===== DATASET EXCERPTS =====

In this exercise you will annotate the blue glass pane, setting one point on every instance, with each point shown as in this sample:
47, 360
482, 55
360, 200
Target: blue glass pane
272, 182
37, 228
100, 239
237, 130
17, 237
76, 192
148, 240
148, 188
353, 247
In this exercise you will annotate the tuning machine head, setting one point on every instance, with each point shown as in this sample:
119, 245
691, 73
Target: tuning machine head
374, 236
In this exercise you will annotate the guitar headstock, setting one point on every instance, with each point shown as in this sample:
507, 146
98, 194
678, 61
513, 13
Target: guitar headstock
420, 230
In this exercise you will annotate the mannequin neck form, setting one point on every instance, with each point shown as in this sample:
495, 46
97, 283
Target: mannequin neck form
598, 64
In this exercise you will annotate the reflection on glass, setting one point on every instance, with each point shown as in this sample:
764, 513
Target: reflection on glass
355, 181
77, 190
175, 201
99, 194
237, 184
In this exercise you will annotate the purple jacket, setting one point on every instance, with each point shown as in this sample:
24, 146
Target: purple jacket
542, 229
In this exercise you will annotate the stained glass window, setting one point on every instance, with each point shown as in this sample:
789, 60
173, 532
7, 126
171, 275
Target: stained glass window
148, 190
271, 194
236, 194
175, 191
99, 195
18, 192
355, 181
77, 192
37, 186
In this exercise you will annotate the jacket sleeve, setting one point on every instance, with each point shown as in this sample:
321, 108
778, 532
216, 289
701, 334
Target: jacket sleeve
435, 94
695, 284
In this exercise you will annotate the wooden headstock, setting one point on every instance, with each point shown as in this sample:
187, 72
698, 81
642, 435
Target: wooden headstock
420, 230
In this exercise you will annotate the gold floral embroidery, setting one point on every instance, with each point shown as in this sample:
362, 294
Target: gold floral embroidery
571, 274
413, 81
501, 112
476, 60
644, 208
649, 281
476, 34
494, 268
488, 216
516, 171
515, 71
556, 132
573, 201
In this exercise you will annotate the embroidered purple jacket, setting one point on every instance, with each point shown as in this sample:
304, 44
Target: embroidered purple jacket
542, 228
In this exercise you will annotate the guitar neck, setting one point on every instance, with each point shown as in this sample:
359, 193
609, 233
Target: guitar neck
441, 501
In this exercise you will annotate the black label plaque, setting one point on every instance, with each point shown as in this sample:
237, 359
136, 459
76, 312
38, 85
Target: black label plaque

=====

ACTION ITEM:
How many lines in the listing above contain "label"? Answer with the number alone.

FINAL ANSWER:
2